## begin Information shown

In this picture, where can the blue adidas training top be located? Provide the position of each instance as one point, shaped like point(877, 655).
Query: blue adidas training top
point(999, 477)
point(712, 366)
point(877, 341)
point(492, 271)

## end Information shown

Exercise
Reproduce the data above word for word, keeping every line in its original form and order.

Result below
In this picture, where can the blue adidas training top be located? Provide the position of each instance as one point, shaped like point(877, 655).
Query: blue adidas training top
point(999, 477)
point(712, 366)
point(877, 341)
point(492, 271)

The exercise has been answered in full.